**Your task**: If a line of the records holds the word "tight", copy it out.

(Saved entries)
+++++

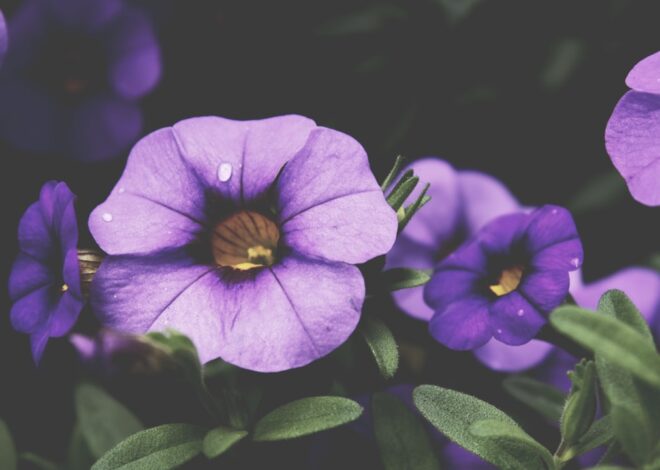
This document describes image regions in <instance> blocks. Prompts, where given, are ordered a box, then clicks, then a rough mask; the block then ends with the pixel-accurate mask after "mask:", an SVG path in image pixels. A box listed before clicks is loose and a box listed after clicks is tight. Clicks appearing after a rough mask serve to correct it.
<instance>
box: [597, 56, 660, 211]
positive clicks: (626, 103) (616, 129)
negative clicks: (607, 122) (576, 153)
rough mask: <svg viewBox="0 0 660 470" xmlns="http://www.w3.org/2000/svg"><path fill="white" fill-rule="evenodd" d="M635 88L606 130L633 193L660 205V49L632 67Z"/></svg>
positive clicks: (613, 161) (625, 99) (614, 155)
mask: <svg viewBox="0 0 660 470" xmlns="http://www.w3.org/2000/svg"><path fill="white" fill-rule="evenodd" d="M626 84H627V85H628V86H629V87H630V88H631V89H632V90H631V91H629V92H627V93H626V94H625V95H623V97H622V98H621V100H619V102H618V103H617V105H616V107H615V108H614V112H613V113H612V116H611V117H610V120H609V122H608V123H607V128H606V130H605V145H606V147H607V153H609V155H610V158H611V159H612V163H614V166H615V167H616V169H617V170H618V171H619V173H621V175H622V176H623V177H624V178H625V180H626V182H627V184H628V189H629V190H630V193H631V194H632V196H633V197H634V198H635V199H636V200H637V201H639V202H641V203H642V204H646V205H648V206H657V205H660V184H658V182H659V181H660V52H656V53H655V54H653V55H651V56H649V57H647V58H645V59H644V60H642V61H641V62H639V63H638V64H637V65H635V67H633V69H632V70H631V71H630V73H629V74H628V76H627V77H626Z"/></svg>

+++++

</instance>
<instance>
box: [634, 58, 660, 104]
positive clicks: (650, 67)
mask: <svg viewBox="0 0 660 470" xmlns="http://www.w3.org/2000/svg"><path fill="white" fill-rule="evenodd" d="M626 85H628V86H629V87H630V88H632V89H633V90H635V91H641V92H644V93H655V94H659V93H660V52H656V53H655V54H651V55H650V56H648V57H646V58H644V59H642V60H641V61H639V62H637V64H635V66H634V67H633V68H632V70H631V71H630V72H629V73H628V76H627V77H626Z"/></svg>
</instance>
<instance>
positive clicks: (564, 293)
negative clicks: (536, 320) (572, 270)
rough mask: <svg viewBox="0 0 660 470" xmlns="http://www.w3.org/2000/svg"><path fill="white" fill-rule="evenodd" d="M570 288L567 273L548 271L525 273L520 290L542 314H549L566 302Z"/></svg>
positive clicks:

+++++

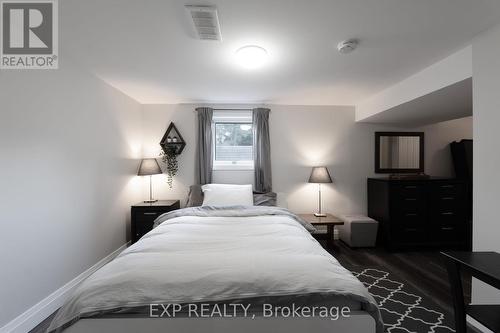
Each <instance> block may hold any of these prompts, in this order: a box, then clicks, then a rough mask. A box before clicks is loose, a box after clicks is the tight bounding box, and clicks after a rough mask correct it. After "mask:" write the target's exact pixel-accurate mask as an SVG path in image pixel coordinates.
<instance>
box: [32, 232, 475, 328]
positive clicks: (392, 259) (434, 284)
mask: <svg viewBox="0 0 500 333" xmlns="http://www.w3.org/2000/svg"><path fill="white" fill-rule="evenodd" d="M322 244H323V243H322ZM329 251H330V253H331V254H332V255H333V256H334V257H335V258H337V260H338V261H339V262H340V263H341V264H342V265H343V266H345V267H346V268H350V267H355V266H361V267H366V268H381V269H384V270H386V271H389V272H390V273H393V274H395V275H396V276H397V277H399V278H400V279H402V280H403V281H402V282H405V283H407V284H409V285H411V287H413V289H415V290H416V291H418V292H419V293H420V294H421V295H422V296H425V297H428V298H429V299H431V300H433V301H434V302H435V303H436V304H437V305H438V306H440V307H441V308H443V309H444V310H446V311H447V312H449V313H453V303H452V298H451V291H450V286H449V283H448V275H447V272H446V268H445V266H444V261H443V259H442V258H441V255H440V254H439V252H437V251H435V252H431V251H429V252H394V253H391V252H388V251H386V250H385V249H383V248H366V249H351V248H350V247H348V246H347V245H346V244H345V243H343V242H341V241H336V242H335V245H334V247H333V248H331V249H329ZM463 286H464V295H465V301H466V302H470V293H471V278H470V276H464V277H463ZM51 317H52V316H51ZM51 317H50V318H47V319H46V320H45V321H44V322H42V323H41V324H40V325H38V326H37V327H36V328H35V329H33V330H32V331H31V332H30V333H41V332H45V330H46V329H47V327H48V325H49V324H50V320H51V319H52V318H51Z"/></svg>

+++++

**Answer to this problem**:
This document describes image regions in <instance> blocks. Prompts, where given, are ordered a box, then clicks, then a rough mask; the block then ends with the pixel-accurate mask after "mask:", an SVG path in image pixels. A box listed before clicks is loose and a box listed after clicks is tight. Clicks appearing after a rough mask serve to correct it.
Each <instance> block may hold any of these prompts, in this order: a box, then clicks, then a rough mask. A box before clicks is loose, a box after clicks is the tight bounding box, and clicks after a rough mask correct it. After "mask:" write the target's exact pixel-accurate mask as an SVG path in image pixel coordinates.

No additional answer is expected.